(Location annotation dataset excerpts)
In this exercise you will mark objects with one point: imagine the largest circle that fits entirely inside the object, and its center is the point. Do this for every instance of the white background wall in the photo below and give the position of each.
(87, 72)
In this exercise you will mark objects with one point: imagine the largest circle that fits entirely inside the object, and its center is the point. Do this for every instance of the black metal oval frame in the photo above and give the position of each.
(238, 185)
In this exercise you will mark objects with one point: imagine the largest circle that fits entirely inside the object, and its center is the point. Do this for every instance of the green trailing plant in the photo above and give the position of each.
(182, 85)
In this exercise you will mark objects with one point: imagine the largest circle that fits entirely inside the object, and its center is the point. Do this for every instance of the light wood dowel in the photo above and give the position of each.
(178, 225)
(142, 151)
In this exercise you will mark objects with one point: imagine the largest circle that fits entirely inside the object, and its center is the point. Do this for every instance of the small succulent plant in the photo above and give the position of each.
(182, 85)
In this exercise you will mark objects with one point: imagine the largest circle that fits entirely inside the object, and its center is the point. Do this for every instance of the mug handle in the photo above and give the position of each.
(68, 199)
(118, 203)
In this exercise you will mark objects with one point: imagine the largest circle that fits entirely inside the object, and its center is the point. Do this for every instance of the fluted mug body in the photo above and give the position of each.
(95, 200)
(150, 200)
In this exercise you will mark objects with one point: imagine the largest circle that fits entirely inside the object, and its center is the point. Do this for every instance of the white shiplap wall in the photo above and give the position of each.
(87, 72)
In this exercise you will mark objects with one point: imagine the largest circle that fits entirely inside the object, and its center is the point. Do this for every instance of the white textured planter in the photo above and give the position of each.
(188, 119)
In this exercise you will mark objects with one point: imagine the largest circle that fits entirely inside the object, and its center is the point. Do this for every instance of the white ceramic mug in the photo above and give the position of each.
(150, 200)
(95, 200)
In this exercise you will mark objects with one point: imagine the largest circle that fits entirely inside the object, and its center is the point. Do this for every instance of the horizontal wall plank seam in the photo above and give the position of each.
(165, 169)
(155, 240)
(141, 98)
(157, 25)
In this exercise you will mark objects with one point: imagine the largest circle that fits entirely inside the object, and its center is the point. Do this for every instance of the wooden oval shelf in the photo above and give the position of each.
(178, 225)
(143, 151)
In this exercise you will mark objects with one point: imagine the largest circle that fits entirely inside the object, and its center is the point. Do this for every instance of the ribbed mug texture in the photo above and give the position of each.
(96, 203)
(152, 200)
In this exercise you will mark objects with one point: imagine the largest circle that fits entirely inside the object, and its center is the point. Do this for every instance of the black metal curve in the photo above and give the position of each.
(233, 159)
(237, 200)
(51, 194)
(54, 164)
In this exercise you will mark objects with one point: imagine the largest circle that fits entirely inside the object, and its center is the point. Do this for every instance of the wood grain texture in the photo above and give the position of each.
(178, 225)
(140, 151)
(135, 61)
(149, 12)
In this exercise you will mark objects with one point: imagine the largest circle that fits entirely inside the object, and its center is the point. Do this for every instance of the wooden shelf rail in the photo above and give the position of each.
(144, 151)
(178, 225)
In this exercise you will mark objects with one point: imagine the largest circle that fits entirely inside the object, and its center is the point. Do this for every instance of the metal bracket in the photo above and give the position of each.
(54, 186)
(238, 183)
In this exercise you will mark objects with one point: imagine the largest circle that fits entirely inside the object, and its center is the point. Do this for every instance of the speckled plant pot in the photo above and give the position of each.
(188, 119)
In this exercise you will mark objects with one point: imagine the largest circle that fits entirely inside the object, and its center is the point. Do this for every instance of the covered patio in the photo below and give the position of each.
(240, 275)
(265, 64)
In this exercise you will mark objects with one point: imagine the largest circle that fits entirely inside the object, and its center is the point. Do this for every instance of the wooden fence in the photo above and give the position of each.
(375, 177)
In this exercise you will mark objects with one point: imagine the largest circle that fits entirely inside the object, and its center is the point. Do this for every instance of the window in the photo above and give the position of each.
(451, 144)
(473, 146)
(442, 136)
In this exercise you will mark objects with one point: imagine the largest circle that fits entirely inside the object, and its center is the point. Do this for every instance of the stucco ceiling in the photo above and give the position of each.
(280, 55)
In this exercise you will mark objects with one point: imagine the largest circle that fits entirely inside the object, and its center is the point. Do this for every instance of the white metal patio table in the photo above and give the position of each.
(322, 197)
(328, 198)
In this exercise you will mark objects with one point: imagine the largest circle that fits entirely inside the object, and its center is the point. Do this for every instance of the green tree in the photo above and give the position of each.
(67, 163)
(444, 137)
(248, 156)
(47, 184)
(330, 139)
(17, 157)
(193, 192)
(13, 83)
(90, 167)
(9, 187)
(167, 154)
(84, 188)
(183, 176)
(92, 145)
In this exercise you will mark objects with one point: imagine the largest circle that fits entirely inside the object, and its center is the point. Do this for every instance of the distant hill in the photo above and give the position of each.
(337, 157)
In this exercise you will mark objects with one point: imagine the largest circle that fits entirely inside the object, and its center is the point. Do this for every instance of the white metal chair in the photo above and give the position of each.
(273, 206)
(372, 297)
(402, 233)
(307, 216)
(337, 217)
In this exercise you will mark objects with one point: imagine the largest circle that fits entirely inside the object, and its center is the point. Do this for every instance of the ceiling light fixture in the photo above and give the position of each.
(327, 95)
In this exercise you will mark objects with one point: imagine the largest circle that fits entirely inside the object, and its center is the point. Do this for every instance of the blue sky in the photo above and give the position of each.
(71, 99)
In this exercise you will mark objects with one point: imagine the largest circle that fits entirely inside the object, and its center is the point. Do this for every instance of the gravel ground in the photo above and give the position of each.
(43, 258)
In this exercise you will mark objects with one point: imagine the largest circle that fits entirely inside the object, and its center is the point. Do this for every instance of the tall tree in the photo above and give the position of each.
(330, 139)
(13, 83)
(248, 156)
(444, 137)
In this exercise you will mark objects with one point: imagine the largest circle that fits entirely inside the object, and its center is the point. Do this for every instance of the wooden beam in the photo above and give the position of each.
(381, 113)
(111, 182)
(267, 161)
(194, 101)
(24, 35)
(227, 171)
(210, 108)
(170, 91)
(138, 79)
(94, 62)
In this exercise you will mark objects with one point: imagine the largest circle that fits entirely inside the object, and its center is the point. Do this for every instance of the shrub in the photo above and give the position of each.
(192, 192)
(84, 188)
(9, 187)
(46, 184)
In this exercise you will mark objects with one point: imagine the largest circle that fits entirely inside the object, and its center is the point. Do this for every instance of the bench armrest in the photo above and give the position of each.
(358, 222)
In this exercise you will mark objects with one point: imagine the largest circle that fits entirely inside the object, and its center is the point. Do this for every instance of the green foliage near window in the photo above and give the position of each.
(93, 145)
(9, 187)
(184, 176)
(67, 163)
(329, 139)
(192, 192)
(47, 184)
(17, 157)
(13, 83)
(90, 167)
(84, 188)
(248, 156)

AIM OF THE TASK: Quote every line from the line containing "of the tall" through the closing line of the listing, including both.

WORKED SOLUTION:
In this exercise you will mark objects with one point: imagine the largest circle that fits entirely inside the object, and its center is the point. Do this for every instance of the tall tree in the photo above and give the position of each.
(330, 139)
(13, 83)
(248, 156)
(444, 137)
In this exercise you will mark objects with one point: imagine the largest circle that fits entirely inside the object, and its center is the point. Do this for every instance of the wooden beam in the photo above and give the position of each.
(381, 113)
(111, 182)
(267, 161)
(194, 101)
(24, 35)
(227, 171)
(210, 108)
(170, 91)
(138, 79)
(94, 62)
In this exercise you will mark objects with one point: imagine the largest circle that fits entirely inside the object, and its center is the point. Do this for every instance of the shrub in the photo above and give the position of each.
(192, 192)
(84, 188)
(9, 187)
(46, 184)
In this exercise you will mark objects with one point: imagine the largest circle that fits entirely inside the object, and its center is the point. Do this for every instance of the bench armrest in the photo above and give the position of each.
(358, 222)
In this exercise you will mark objects with one point: imagine the largest circle that fits entirely inside the object, and its center is the point. Do this for every instance of the green foliage near window in the photo above and give the position of each.
(93, 145)
(9, 187)
(184, 176)
(67, 163)
(329, 139)
(192, 192)
(47, 184)
(17, 157)
(13, 83)
(90, 167)
(84, 188)
(248, 156)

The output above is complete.